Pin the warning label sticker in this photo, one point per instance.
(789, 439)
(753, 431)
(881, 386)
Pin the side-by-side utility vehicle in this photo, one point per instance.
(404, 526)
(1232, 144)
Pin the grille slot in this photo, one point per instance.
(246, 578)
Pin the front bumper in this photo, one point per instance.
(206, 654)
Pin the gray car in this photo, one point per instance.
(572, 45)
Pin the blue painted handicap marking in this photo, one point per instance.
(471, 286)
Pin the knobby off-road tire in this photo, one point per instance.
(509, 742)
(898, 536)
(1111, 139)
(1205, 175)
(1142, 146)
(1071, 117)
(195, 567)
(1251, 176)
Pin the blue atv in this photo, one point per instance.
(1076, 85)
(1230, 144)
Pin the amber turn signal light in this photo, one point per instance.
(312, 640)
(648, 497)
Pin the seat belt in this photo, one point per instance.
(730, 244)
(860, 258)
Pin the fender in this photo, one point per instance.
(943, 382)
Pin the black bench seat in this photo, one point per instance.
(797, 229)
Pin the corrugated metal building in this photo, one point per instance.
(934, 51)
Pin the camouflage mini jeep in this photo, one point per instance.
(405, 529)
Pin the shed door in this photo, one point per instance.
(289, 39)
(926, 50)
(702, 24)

What the exercise asks >> Switch "Pin" to "Mark" everywhere in the material above, and leave everything else unchanged.

Expected answer >>
Mark the warning label sticker in this photo, one point per instance.
(789, 439)
(753, 431)
(881, 386)
Mark the side-by-side utility vehicle in this photo, one point per instance.
(404, 526)
(1232, 144)
Mark the grille slot in this photo, one point per instance.
(246, 578)
Mark the front bumper in this photo, one point per instance.
(206, 654)
Mark the gray car in this photo, one point per instance.
(572, 45)
Mark the blue painted handicap marking in this photo, one point per instance.
(471, 286)
Mark the knobby off-road tire in this photo, one point per instance.
(509, 742)
(898, 536)
(1111, 139)
(1205, 175)
(1142, 146)
(1071, 117)
(195, 567)
(1251, 176)
Mark the blue atv in this photo, one point per instance.
(1076, 85)
(1230, 144)
Mark the amber turn signal light in this photo, one point per instance.
(312, 640)
(648, 497)
Mark the seat belt in this photo, one point per instance.
(730, 244)
(860, 258)
Mark the fender in this photo, one point per instance.
(943, 382)
Mark the black bench seat in this photo, one point per instance.
(797, 229)
Mark the corrugated metal building in this photo, one point per instance.
(934, 51)
Mark the camouflage mini jeep in this photo, one point per instance.
(405, 529)
Mark the shed door in this photo, one point per instance.
(289, 39)
(926, 50)
(702, 24)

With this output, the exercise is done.